• What you should do:
Render the material from the line containing "Ground running board in the photo above." through the line containing "[36,226,71,288]", inclusive, as a Markdown table with the columns No. and Text, skipping any blank lines.

• Information given:
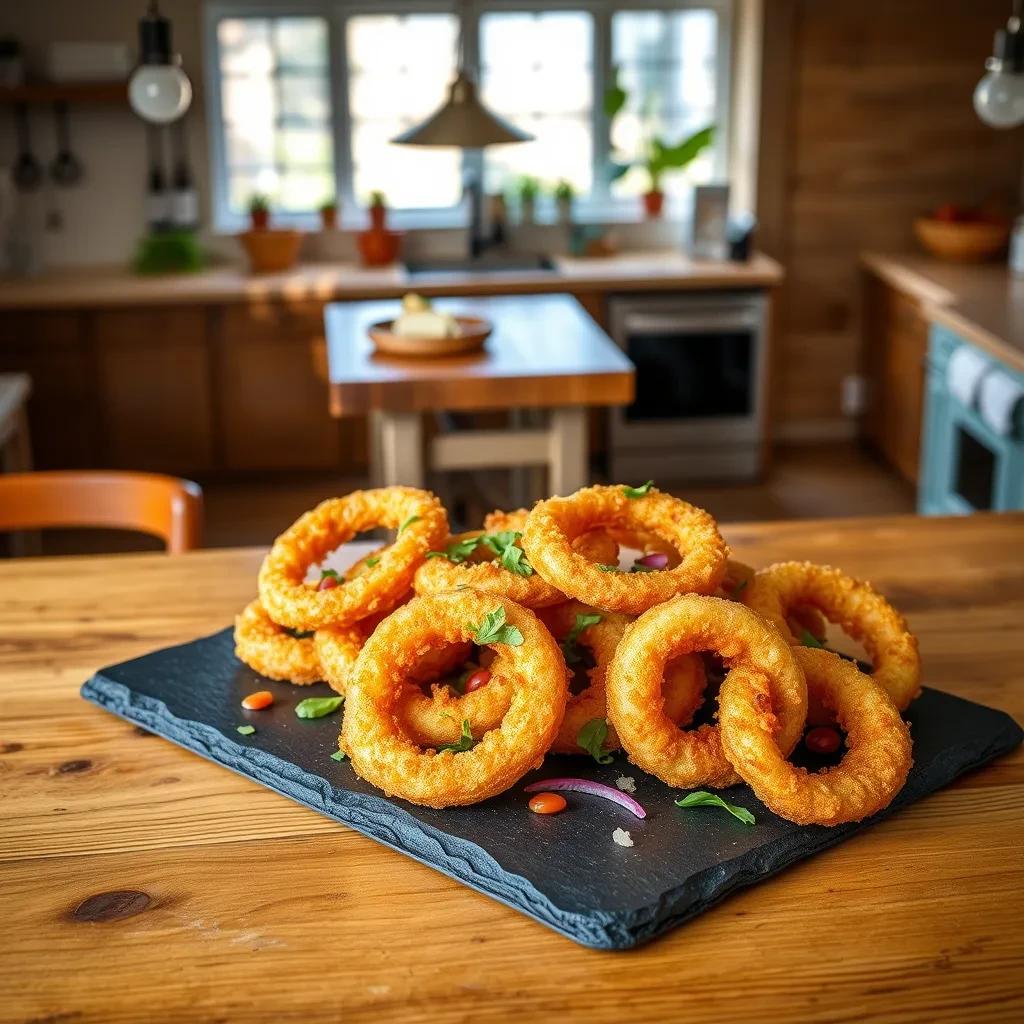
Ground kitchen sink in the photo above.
[406,254,555,278]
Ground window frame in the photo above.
[203,0,735,232]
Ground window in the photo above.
[206,0,731,229]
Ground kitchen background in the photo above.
[0,0,1024,543]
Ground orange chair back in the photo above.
[0,471,203,555]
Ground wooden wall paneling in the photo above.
[93,306,214,473]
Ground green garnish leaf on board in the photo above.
[577,718,611,765]
[295,696,345,718]
[558,612,604,665]
[468,607,523,647]
[395,515,423,537]
[623,480,654,498]
[437,718,474,754]
[675,790,754,825]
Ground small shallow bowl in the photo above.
[913,217,1010,263]
[368,316,494,358]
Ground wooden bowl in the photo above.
[369,316,494,358]
[913,217,1010,263]
[239,230,302,273]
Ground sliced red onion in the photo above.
[526,778,647,818]
[636,551,669,569]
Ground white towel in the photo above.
[978,370,1024,437]
[946,345,991,409]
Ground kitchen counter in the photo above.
[861,253,1024,371]
[0,251,782,309]
[0,510,1024,1024]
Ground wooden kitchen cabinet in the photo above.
[861,270,928,484]
[93,306,215,473]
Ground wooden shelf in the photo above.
[0,82,128,105]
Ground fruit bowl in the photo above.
[913,217,1010,263]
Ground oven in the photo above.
[608,292,768,481]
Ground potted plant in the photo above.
[249,193,270,231]
[555,178,575,224]
[370,191,387,230]
[604,68,715,217]
[518,174,541,224]
[319,199,338,231]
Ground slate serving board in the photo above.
[82,630,1024,949]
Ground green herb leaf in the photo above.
[577,718,611,765]
[468,607,523,647]
[623,480,654,498]
[395,515,423,537]
[437,718,474,754]
[558,613,604,665]
[427,534,483,565]
[295,696,345,718]
[676,790,754,825]
[800,630,824,647]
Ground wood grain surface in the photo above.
[0,515,1024,1024]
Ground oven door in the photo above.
[610,294,765,447]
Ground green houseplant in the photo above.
[604,68,715,217]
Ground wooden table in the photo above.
[326,295,634,495]
[0,514,1024,1024]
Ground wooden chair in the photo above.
[0,471,203,555]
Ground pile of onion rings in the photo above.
[234,483,921,825]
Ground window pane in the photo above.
[611,9,724,196]
[480,10,594,194]
[217,17,334,213]
[345,14,462,209]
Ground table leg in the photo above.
[548,406,589,495]
[372,412,426,487]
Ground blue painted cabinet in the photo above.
[918,325,1024,515]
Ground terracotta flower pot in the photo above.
[643,191,665,218]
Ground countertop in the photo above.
[861,253,1024,373]
[0,514,1024,1024]
[0,250,782,309]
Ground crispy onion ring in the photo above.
[259,487,447,630]
[606,594,807,788]
[234,598,323,686]
[718,647,912,825]
[522,486,728,614]
[540,601,708,754]
[740,562,921,720]
[341,590,568,808]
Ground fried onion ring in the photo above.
[259,487,447,630]
[606,594,807,788]
[522,486,728,614]
[234,598,324,686]
[718,647,912,825]
[341,590,568,808]
[740,562,921,720]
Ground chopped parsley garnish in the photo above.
[437,718,474,754]
[676,790,754,825]
[623,480,654,498]
[577,718,611,765]
[468,607,523,647]
[558,613,603,665]
[295,696,345,718]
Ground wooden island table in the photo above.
[0,514,1024,1024]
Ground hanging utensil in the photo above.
[50,103,84,188]
[11,103,44,191]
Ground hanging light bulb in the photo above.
[974,0,1024,128]
[128,0,191,125]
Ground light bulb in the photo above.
[128,65,191,125]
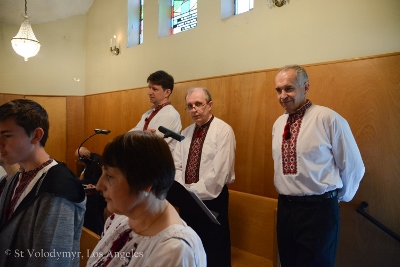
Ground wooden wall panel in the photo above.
[85,53,400,266]
[0,94,24,105]
[25,96,67,162]
[85,88,151,157]
[66,96,86,174]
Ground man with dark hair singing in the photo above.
[130,70,182,152]
[0,99,85,266]
[272,65,365,267]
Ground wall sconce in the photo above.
[110,35,119,56]
[267,0,290,8]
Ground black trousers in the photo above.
[179,185,231,267]
[277,196,340,267]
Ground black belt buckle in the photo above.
[285,189,337,202]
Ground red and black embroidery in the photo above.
[281,100,312,175]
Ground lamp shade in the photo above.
[11,18,40,61]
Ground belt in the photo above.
[279,189,337,202]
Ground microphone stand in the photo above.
[78,129,111,160]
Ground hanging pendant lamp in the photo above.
[11,0,40,61]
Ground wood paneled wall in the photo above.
[0,53,400,266]
[85,53,400,266]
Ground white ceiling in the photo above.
[0,0,94,25]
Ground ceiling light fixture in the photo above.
[11,0,40,61]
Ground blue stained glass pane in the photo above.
[172,0,197,34]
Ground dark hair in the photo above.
[0,99,49,147]
[102,131,175,199]
[147,70,174,92]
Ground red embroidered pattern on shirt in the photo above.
[6,159,53,219]
[281,100,312,175]
[143,102,171,131]
[185,116,214,184]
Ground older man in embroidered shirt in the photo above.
[272,65,365,267]
[130,70,182,152]
[174,88,236,267]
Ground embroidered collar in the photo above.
[153,101,171,112]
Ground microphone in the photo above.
[158,126,185,142]
[78,129,111,165]
[94,129,111,134]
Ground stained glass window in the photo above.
[171,0,197,34]
[235,0,254,15]
[139,0,144,44]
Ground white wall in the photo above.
[0,0,400,95]
[0,15,86,95]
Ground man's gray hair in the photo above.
[185,87,212,103]
[276,65,308,87]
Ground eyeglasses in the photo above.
[185,102,208,111]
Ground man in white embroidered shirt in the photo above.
[174,88,236,267]
[272,65,365,267]
[130,70,182,152]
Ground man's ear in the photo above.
[164,89,172,98]
[304,82,310,94]
[208,101,213,110]
[31,127,44,144]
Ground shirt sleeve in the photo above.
[148,109,182,151]
[145,237,206,267]
[331,115,365,202]
[28,195,85,266]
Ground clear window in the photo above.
[235,0,254,15]
[221,0,254,19]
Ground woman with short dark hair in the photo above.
[87,131,206,266]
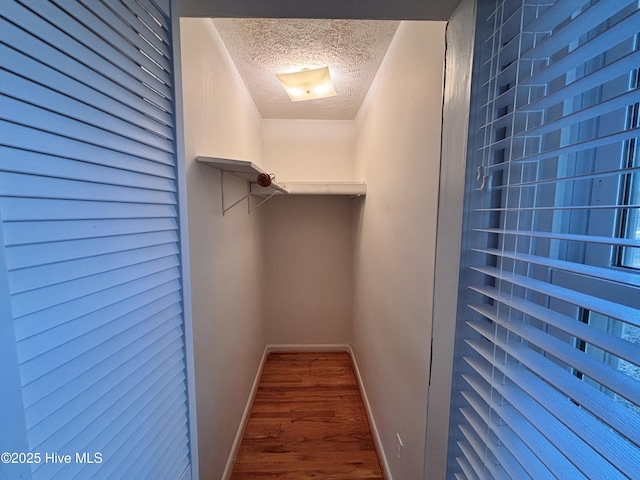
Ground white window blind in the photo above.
[448,0,640,480]
[0,0,191,480]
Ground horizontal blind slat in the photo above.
[474,228,640,247]
[0,2,173,113]
[465,357,626,480]
[467,334,640,478]
[469,285,640,363]
[473,267,640,327]
[0,44,173,140]
[464,309,640,451]
[520,0,627,60]
[460,390,557,480]
[462,369,587,480]
[518,8,640,86]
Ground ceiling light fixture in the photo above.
[276,67,336,102]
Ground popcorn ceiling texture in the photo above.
[212,18,400,120]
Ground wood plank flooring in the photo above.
[231,352,384,480]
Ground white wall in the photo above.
[425,0,476,478]
[263,119,355,345]
[264,196,357,345]
[263,119,356,182]
[352,22,445,480]
[180,19,264,478]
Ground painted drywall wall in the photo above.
[263,119,357,183]
[180,19,264,478]
[264,196,357,345]
[263,119,356,345]
[352,22,445,480]
[424,0,476,478]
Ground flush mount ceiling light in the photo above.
[276,67,336,102]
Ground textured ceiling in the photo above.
[212,18,399,120]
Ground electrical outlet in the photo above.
[396,433,404,459]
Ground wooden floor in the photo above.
[231,352,383,480]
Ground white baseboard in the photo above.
[222,347,269,480]
[222,343,393,480]
[267,343,351,353]
[349,346,393,480]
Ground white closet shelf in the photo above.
[197,157,289,194]
[197,156,367,214]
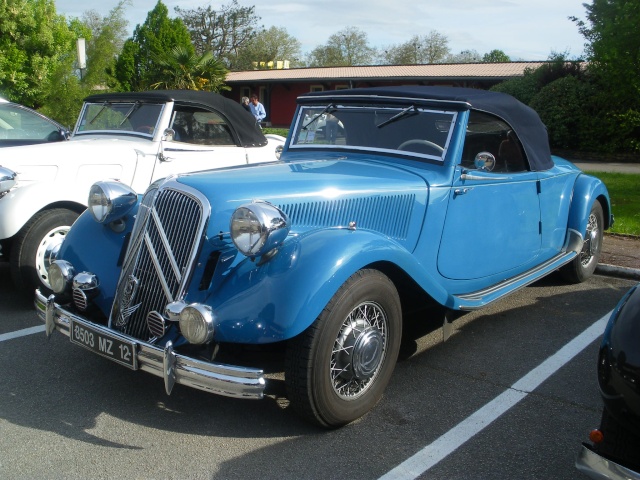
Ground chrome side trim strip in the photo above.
[454,251,576,311]
[34,290,266,399]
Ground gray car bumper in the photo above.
[576,445,640,480]
[34,290,265,399]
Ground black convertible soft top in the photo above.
[298,85,553,171]
[84,90,267,147]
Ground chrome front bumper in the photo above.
[34,290,265,399]
[576,445,640,480]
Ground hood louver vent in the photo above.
[279,195,415,240]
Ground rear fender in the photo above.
[208,229,448,343]
[567,175,613,235]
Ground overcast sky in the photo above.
[56,0,590,60]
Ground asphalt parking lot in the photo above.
[0,265,635,479]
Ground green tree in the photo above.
[482,50,511,63]
[175,0,260,69]
[151,45,229,92]
[529,75,599,150]
[381,30,449,65]
[235,27,301,70]
[571,0,640,110]
[0,0,75,108]
[307,27,376,67]
[112,0,194,91]
[446,50,482,63]
[82,0,132,89]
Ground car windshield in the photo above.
[290,103,457,160]
[76,102,164,137]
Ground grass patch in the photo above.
[585,172,640,235]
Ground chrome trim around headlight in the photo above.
[0,167,18,196]
[229,201,291,258]
[87,181,138,223]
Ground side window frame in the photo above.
[460,110,529,173]
[170,104,238,147]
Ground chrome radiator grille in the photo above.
[109,188,207,341]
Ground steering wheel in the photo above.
[398,138,444,153]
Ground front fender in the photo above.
[567,174,613,235]
[209,229,447,343]
[0,178,89,239]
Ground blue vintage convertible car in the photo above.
[36,87,613,427]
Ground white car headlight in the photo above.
[230,201,290,258]
[180,303,215,345]
[0,167,18,195]
[87,181,138,223]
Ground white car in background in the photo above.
[0,90,285,292]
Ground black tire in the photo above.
[285,270,402,427]
[594,407,640,471]
[560,200,604,283]
[9,208,78,295]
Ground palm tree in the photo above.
[151,45,229,92]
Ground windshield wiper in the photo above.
[118,102,140,127]
[89,102,107,125]
[376,105,418,128]
[302,103,336,130]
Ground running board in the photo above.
[453,250,577,311]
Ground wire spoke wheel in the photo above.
[560,200,604,283]
[285,270,402,427]
[330,302,388,399]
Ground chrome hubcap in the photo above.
[580,214,600,267]
[330,302,387,399]
[36,226,71,288]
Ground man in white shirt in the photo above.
[249,95,267,125]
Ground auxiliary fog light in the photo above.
[180,303,215,345]
[48,260,75,295]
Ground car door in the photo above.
[438,111,541,280]
[152,105,247,181]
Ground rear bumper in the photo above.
[34,290,265,399]
[576,444,640,480]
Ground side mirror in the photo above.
[473,152,496,172]
[162,128,176,142]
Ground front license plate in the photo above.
[69,319,138,370]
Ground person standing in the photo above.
[240,97,251,113]
[249,94,267,125]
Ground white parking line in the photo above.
[380,312,611,480]
[0,325,44,342]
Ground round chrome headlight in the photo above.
[180,303,214,345]
[87,181,138,223]
[230,202,290,257]
[48,260,75,295]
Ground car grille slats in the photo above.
[110,188,207,341]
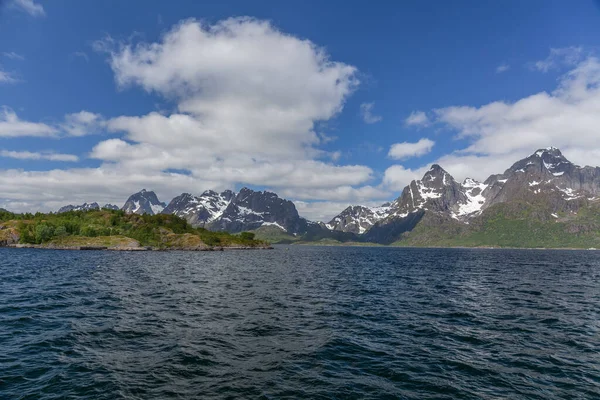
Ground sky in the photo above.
[0,0,600,221]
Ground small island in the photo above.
[0,209,271,251]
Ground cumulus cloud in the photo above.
[11,0,46,17]
[0,107,58,138]
[92,18,372,192]
[61,110,105,136]
[404,111,430,127]
[0,18,381,212]
[496,63,510,74]
[71,51,90,62]
[2,51,25,61]
[0,150,79,162]
[388,138,435,160]
[0,106,105,138]
[530,46,584,72]
[382,165,427,191]
[360,103,383,124]
[0,66,17,84]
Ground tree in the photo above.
[35,224,54,243]
[240,232,254,241]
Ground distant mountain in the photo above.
[50,147,600,248]
[58,202,100,214]
[325,203,390,234]
[162,190,235,227]
[121,189,167,215]
[163,188,308,235]
[326,147,600,245]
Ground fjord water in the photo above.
[0,246,600,399]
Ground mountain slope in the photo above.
[57,203,100,214]
[121,189,167,215]
[326,147,600,247]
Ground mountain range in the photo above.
[51,147,600,247]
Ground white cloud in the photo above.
[0,150,79,162]
[496,63,510,74]
[71,51,90,62]
[12,0,46,17]
[0,107,58,138]
[404,111,430,127]
[0,69,17,84]
[2,51,25,61]
[61,110,105,136]
[92,18,372,188]
[0,106,105,138]
[530,46,584,72]
[388,138,435,160]
[0,18,381,212]
[360,103,383,124]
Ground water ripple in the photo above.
[0,246,600,399]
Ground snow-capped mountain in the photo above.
[121,189,167,215]
[162,190,235,227]
[50,147,600,246]
[325,203,390,235]
[57,202,100,213]
[163,188,307,234]
[325,147,600,238]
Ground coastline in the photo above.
[288,242,600,251]
[0,244,274,252]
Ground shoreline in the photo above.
[286,242,600,251]
[0,244,274,252]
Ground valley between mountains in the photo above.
[27,147,600,248]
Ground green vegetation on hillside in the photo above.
[0,209,267,249]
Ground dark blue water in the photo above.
[0,246,600,399]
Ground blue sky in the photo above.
[0,0,600,219]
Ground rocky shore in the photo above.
[0,244,273,251]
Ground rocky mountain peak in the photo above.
[58,202,100,213]
[121,189,167,215]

• Exercise response:
| No. | Text |
|---|---|
| 1 | Ground running board in the photo above. |
| 2 | [453,250,577,311] |
| 3 | Ground wire spoke wheel in the photo above. |
| 4 | [560,200,604,283] |
| 5 | [285,270,402,427] |
| 6 | [330,302,388,399] |
| 7 | Ground chrome hubcap in the photo above. |
| 8 | [580,214,600,267] |
| 9 | [330,302,387,399] |
| 10 | [36,226,71,288] |